━━━ Selected extract

Starting next month, if you have a seizure requiring emergency treatment, you could be enrolled in a research trial without your permission.

While subjects in most medical studies must sign lengthy forms to participate, unconscious, convulsing patients can't give consent. So paramedics will enroll seizure victims in the new study automatically, unless they're wearing a red "opt-out" bracelet.

The unusual approach has been carefully reviewed by medical and ethics experts, and researchers say most people at high-risk for seizures have been supportive.

Stanford and the University of California-San Francisco are two of 17 research centers nationwide that will be studying the best way to give anti-seizure medications. Patients being transported to hospitals in Santa Clara, San Mateo and San Francisco counties will be subject to the new study.

It's the only way to learn about life-saving treatments in an emergency, said Dr. James Quinn, associate professor of emergency medicine at Stanford and a lead researcher on the Rapid Anticonvulsant Medication Prior to Arrival Trial (RAMPART).

"Everybody should be able to give their own individual consent to participate in research," Quinn said. "Unfortunately, in emergency situations some people can't give consent."

Most seizures stop on their own before paramedics arrive. But seizures that last more than a few minutes can damage muscle, heart and brain cells — and even lead to death. Stopping seizures as quickly as possible is critical, but no one has tested the best way to give anti-seizure medications in an emergency.Currently, if a patient is having a seizure — due to epilepsy, head trauma or other reasons — paramedics may give one of several different anti-seizure medications. Depending on regional protocol, the drugs may be delivered through a vein, into the muscle or even via a rectal suppository.

For the study, researchers will compare two methods of giving anti-seizure medications: the traditional way, by placing an intravenous line (IV), and a newer way that uses a pre-loaded syringe to administer a shot in the muscle.

Patients in areas covered by the study will get both an IV and an intramuscular shot, but only one of those will contain an anti-seizure drug — either a drug called lorazepam in the IV, or a drug called midazolam in the shot.

━━━━━━

# List of tasks
1 > Update the seizure study article from "The unusual approach" up to and including "Arrival Trial (RAMPART).", replacing "research centers" with "medical centers".
2 > Shorten the paragraph of the seizure study article that begins "Stanford and the University of California-San Francisco," keeping its main facts.
The rows have nothing to do with the work asked here.

━━━ Supplied material

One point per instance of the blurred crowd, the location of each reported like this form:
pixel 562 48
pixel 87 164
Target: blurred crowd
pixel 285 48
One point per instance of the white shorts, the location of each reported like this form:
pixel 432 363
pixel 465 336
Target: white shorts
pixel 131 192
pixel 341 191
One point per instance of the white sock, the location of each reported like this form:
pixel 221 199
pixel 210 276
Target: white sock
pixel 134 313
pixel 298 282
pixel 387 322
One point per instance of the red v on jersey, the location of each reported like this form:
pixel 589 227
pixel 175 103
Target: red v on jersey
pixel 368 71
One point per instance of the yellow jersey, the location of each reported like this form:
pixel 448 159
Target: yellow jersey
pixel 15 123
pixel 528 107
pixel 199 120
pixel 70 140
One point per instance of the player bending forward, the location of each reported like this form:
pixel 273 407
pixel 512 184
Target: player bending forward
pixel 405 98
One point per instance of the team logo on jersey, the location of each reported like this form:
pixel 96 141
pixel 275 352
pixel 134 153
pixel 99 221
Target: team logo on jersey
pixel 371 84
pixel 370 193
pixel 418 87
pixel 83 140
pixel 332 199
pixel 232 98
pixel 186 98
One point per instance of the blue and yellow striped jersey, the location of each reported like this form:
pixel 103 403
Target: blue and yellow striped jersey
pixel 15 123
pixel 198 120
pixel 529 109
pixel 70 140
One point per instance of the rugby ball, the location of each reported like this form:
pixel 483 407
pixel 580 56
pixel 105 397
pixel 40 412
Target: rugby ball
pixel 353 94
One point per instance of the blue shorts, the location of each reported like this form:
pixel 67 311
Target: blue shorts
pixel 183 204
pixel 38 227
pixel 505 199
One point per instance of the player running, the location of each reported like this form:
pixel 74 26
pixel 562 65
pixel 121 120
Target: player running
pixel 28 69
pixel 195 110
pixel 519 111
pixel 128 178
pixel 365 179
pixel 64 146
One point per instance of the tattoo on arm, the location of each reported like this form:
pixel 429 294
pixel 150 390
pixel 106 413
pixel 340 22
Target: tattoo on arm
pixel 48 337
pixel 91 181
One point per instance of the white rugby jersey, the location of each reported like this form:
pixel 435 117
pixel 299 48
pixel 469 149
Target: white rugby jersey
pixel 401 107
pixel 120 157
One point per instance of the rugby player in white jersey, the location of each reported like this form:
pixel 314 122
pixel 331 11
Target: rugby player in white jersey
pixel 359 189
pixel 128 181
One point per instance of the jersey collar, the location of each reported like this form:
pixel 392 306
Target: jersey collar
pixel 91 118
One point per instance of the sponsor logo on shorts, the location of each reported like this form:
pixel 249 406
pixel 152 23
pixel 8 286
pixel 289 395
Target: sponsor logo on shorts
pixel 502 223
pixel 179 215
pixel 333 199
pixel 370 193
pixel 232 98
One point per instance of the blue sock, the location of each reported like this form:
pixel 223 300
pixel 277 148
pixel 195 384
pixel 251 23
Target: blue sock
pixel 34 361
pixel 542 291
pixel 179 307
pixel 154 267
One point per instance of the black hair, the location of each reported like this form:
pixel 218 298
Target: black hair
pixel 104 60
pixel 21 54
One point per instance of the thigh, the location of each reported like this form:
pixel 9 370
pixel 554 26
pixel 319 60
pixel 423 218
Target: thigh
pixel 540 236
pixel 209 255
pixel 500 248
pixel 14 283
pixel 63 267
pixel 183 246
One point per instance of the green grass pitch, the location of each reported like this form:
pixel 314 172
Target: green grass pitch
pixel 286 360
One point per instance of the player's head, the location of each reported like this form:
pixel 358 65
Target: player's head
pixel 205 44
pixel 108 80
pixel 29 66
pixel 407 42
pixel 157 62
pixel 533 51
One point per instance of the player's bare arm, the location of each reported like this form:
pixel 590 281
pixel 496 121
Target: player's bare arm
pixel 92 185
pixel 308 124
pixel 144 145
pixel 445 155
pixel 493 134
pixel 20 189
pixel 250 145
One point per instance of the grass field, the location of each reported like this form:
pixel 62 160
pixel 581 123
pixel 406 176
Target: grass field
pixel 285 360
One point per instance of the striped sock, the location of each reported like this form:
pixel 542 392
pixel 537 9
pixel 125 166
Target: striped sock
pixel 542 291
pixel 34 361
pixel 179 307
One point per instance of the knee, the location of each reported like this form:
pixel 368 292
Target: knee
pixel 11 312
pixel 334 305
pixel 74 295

━━━━━━

# Task-by-task results
1 >
The unusual approach has been carefully reviewed by medical and ethics experts, and researchers say most people at high-risk for seizures have been supportive.

Stanford and the University of California-San Francisco are two of 17 medical centers nationwide that will be studying the best way to give anti-seizure medications. Patients being transported to hospitals in Santa Clara, San Mateo and San Francisco counties will be subject to the new study.

It's the only way to learn about life-saving treatments in an emergency, said Dr. James Quinn, associate professor of emergency medicine at Stanford and a lead researcher on the Rapid Anticonvulsant Medication Prior to Arrival Trial (RAMPART).

2 > Stanford and the University of California-San Francisco are among 17 research centers nationwide studying the best way to give anti-seizure medications. The study covers patients transported to hospitals in Santa Clara, San Mateo and San Francisco counties.